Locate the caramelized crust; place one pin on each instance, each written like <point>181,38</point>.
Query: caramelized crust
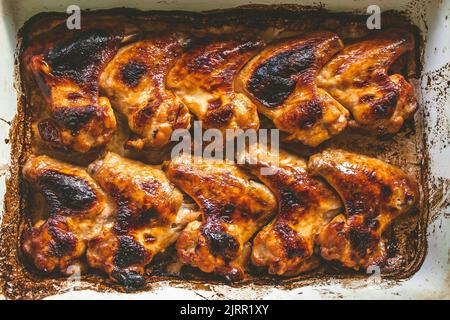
<point>374,194</point>
<point>148,217</point>
<point>305,205</point>
<point>358,78</point>
<point>281,80</point>
<point>66,70</point>
<point>76,209</point>
<point>135,82</point>
<point>233,209</point>
<point>204,79</point>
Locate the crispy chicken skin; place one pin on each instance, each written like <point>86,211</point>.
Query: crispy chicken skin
<point>281,80</point>
<point>374,194</point>
<point>148,217</point>
<point>305,205</point>
<point>204,78</point>
<point>358,78</point>
<point>233,209</point>
<point>75,206</point>
<point>66,70</point>
<point>134,81</point>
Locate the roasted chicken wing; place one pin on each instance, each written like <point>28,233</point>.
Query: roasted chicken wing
<point>358,78</point>
<point>233,209</point>
<point>66,71</point>
<point>374,194</point>
<point>75,210</point>
<point>148,217</point>
<point>134,81</point>
<point>281,80</point>
<point>305,205</point>
<point>204,79</point>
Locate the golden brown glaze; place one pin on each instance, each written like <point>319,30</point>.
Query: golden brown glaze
<point>134,81</point>
<point>76,208</point>
<point>204,79</point>
<point>305,205</point>
<point>66,69</point>
<point>358,78</point>
<point>281,80</point>
<point>233,209</point>
<point>148,217</point>
<point>374,194</point>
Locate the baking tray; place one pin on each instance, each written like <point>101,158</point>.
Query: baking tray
<point>422,149</point>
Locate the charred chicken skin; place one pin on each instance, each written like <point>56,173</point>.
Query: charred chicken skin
<point>76,209</point>
<point>233,209</point>
<point>134,81</point>
<point>204,78</point>
<point>66,71</point>
<point>358,78</point>
<point>148,217</point>
<point>286,245</point>
<point>374,194</point>
<point>281,80</point>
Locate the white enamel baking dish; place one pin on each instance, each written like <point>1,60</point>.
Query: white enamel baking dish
<point>432,281</point>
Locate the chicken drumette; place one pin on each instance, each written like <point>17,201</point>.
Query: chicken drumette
<point>66,66</point>
<point>233,209</point>
<point>74,211</point>
<point>134,81</point>
<point>148,217</point>
<point>358,78</point>
<point>286,245</point>
<point>374,194</point>
<point>204,78</point>
<point>281,80</point>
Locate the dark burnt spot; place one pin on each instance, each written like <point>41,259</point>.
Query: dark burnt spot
<point>81,59</point>
<point>129,252</point>
<point>132,72</point>
<point>74,118</point>
<point>386,192</point>
<point>125,210</point>
<point>274,80</point>
<point>219,242</point>
<point>131,280</point>
<point>385,106</point>
<point>289,201</point>
<point>362,203</point>
<point>361,240</point>
<point>49,131</point>
<point>311,112</point>
<point>146,217</point>
<point>74,95</point>
<point>368,98</point>
<point>63,242</point>
<point>293,243</point>
<point>145,114</point>
<point>214,103</point>
<point>219,117</point>
<point>66,194</point>
<point>360,83</point>
<point>151,186</point>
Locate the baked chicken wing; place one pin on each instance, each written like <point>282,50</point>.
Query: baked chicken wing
<point>66,72</point>
<point>374,194</point>
<point>305,205</point>
<point>233,209</point>
<point>134,81</point>
<point>204,78</point>
<point>281,80</point>
<point>148,217</point>
<point>358,78</point>
<point>75,209</point>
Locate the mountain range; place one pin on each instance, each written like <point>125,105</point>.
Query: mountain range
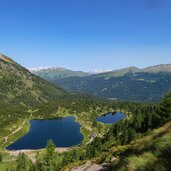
<point>131,83</point>
<point>18,85</point>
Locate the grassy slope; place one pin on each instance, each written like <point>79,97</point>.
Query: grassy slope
<point>153,152</point>
<point>18,85</point>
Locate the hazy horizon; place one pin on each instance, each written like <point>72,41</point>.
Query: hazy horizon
<point>86,35</point>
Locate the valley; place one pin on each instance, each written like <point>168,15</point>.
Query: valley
<point>128,84</point>
<point>105,145</point>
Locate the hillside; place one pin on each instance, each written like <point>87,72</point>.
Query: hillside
<point>58,73</point>
<point>149,84</point>
<point>18,85</point>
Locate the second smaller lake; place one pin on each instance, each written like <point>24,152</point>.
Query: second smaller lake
<point>110,118</point>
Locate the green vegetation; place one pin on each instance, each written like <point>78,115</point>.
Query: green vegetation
<point>18,85</point>
<point>133,84</point>
<point>56,73</point>
<point>135,143</point>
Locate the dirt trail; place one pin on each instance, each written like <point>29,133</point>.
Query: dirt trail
<point>89,166</point>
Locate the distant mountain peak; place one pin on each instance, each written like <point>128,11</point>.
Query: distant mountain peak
<point>99,71</point>
<point>6,59</point>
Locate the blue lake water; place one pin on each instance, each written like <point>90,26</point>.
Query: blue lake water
<point>64,132</point>
<point>110,118</point>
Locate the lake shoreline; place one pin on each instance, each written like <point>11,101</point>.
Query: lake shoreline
<point>16,152</point>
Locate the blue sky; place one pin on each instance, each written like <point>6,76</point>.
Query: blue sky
<point>86,34</point>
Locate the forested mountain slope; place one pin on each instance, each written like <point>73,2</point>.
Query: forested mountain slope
<point>149,84</point>
<point>18,85</point>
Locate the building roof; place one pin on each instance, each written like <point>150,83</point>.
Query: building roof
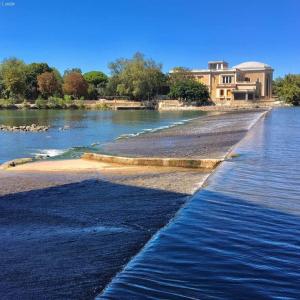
<point>252,65</point>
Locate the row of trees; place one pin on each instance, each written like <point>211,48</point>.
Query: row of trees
<point>20,81</point>
<point>137,78</point>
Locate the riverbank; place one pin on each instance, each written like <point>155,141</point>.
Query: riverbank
<point>79,222</point>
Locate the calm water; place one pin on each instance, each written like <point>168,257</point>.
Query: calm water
<point>85,130</point>
<point>239,238</point>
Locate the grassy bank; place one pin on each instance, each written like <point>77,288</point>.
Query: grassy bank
<point>52,103</point>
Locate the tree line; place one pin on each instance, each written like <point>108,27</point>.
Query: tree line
<point>136,78</point>
<point>287,88</point>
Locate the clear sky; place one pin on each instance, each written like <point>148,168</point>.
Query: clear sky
<point>90,33</point>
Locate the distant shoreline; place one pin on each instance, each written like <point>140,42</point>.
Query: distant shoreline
<point>85,194</point>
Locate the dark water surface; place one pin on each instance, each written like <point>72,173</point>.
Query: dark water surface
<point>84,130</point>
<point>238,238</point>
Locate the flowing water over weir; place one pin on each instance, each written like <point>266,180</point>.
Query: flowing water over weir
<point>239,237</point>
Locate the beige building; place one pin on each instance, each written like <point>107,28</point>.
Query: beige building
<point>248,81</point>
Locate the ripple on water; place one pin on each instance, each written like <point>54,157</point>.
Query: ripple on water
<point>237,238</point>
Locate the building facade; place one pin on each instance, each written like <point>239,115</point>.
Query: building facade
<point>248,81</point>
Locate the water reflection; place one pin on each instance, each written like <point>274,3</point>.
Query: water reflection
<point>239,238</point>
<point>85,129</point>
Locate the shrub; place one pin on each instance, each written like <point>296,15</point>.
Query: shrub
<point>40,103</point>
<point>7,103</point>
<point>101,106</point>
<point>79,104</point>
<point>25,105</point>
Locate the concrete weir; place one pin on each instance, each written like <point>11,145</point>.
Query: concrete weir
<point>155,161</point>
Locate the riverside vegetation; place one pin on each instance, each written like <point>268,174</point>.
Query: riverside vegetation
<point>37,85</point>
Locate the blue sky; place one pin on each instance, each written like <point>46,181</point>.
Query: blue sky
<point>90,33</point>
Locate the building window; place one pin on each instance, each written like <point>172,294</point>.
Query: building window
<point>239,96</point>
<point>226,79</point>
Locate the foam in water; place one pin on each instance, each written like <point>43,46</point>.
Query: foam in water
<point>147,130</point>
<point>50,152</point>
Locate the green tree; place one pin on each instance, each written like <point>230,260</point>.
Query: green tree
<point>97,82</point>
<point>136,78</point>
<point>288,88</point>
<point>96,78</point>
<point>75,85</point>
<point>32,71</point>
<point>13,76</point>
<point>68,71</point>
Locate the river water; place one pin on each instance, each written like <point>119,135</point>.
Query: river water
<point>239,237</point>
<point>73,132</point>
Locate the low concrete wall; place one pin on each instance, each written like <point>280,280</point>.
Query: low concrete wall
<point>161,162</point>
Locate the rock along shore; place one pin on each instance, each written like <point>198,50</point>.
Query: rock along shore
<point>25,128</point>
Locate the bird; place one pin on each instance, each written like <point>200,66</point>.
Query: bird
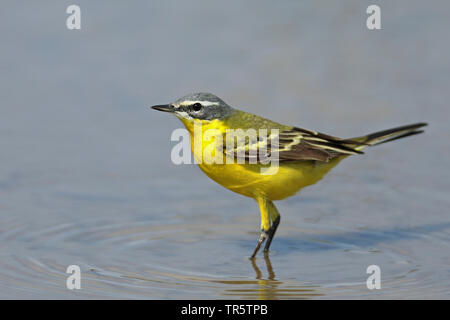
<point>304,156</point>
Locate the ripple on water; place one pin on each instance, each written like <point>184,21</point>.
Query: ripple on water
<point>179,260</point>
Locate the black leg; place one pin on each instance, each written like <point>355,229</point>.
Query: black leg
<point>271,233</point>
<point>261,240</point>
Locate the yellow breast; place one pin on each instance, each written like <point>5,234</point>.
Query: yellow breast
<point>247,179</point>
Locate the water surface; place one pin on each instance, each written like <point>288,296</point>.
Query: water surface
<point>86,176</point>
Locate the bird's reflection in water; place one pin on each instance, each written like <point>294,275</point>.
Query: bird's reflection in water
<point>269,288</point>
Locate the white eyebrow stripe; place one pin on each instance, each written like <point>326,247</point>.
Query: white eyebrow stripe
<point>203,103</point>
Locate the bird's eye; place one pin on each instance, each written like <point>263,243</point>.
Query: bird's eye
<point>197,107</point>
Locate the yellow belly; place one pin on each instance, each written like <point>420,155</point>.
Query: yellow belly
<point>248,180</point>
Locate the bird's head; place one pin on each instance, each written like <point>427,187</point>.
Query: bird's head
<point>197,106</point>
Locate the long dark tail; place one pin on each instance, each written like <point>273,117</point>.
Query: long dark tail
<point>388,135</point>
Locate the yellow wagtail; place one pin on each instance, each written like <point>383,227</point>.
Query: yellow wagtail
<point>304,156</point>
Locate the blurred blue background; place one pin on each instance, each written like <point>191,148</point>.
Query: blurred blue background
<point>85,170</point>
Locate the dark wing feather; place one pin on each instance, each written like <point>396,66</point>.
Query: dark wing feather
<point>296,144</point>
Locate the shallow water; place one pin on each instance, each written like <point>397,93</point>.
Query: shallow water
<point>86,176</point>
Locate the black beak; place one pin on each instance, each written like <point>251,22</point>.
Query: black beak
<point>164,107</point>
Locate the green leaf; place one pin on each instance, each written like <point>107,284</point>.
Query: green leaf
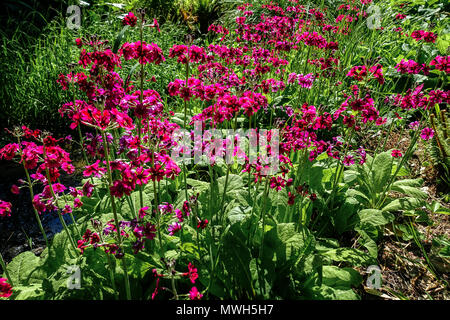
<point>410,191</point>
<point>30,292</point>
<point>25,269</point>
<point>403,204</point>
<point>119,39</point>
<point>353,256</point>
<point>381,171</point>
<point>375,217</point>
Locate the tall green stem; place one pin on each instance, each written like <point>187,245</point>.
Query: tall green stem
<point>116,218</point>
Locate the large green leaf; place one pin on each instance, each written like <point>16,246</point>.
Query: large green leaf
<point>353,256</point>
<point>375,217</point>
<point>25,269</point>
<point>381,171</point>
<point>403,204</point>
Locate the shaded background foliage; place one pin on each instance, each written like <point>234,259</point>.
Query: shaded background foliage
<point>36,46</point>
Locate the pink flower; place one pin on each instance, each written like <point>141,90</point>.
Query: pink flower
<point>130,19</point>
<point>94,170</point>
<point>427,133</point>
<point>15,189</point>
<point>174,228</point>
<point>348,160</point>
<point>414,125</point>
<point>5,208</point>
<point>193,275</point>
<point>194,294</point>
<point>6,289</point>
<point>396,153</point>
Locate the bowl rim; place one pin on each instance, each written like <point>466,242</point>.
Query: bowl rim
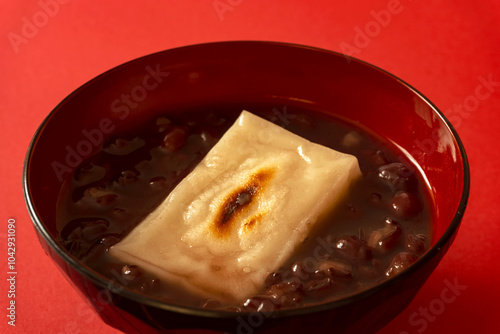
<point>104,283</point>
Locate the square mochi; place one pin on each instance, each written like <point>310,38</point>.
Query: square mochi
<point>241,213</point>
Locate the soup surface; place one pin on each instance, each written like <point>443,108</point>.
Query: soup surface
<point>380,228</point>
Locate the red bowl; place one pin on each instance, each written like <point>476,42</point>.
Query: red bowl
<point>235,72</point>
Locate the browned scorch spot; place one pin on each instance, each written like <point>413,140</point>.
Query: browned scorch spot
<point>239,200</point>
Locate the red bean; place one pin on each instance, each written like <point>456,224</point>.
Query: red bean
<point>354,248</point>
<point>376,200</point>
<point>287,293</point>
<point>385,238</point>
<point>130,272</point>
<point>107,199</point>
<point>416,243</point>
<point>397,176</point>
<point>400,262</point>
<point>405,205</point>
<point>127,177</point>
<point>336,268</point>
<point>273,278</point>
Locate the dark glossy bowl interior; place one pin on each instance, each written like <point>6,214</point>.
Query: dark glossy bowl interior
<point>235,72</point>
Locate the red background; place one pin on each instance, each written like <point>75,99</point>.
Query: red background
<point>443,48</point>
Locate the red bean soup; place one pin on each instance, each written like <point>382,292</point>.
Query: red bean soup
<point>380,228</point>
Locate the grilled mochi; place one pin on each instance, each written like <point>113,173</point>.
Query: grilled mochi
<point>241,213</point>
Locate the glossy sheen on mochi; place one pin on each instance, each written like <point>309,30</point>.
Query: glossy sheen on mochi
<point>241,213</point>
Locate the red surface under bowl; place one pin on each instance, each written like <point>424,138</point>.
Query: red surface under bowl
<point>254,72</point>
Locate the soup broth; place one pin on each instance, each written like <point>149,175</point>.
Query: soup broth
<point>381,227</point>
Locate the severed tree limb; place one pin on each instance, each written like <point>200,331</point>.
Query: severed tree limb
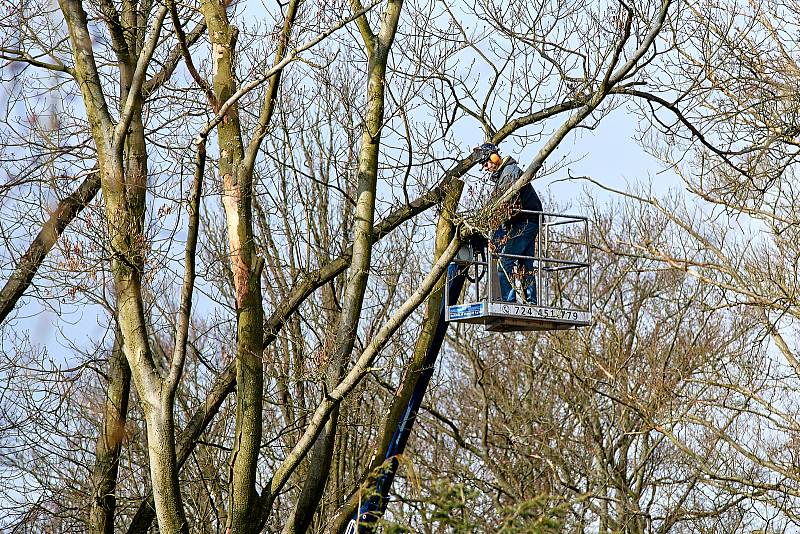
<point>65,212</point>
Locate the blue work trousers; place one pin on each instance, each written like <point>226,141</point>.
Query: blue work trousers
<point>519,239</point>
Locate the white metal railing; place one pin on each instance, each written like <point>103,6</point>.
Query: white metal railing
<point>562,260</point>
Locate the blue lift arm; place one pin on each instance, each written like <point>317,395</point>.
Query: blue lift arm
<point>374,506</point>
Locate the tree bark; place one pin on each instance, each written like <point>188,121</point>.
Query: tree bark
<point>378,48</point>
<point>109,443</point>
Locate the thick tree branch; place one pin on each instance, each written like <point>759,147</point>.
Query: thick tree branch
<point>65,212</point>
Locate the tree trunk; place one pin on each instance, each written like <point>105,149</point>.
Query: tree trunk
<point>109,443</point>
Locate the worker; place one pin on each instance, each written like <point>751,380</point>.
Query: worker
<point>516,235</point>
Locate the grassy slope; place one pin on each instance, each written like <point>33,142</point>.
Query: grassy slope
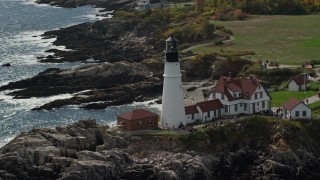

» **Exercise**: Write out an exact copy of the listing, first line through the line containing "Locate the golden", with the pictures left out.

» **Answer box**:
Locate the caramelized crust; place one pin on each instance, each written like <point>181,38</point>.
Query: caramelized crust
<point>374,194</point>
<point>148,217</point>
<point>305,205</point>
<point>358,78</point>
<point>281,80</point>
<point>66,70</point>
<point>76,209</point>
<point>135,82</point>
<point>233,209</point>
<point>204,79</point>
Locate the crispy chicken skin; place one pin on each instance, each written like <point>86,211</point>.
Query: crispy chicken skin
<point>281,80</point>
<point>374,194</point>
<point>148,217</point>
<point>305,205</point>
<point>204,78</point>
<point>358,78</point>
<point>233,209</point>
<point>75,206</point>
<point>66,70</point>
<point>134,81</point>
Locate the roasted chicken wing; place one pin on each instance, each written like <point>28,233</point>.
Query: roasted chicken wing
<point>358,78</point>
<point>233,209</point>
<point>66,71</point>
<point>374,194</point>
<point>75,210</point>
<point>148,217</point>
<point>134,81</point>
<point>281,80</point>
<point>305,205</point>
<point>204,79</point>
Locate the golden brown glaze; place one pin on each instance, each written like <point>319,30</point>.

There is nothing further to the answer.